(Activity)
Nothing in the listing below should be skipped, so transcribe it all exactly.

(Information provided)
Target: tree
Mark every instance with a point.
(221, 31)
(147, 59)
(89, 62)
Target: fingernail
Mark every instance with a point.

(Response to the task)
Target: tree
Mark every instance with a point.
(221, 31)
(147, 59)
(89, 62)
Target: fingernail
Mark every instance with a point.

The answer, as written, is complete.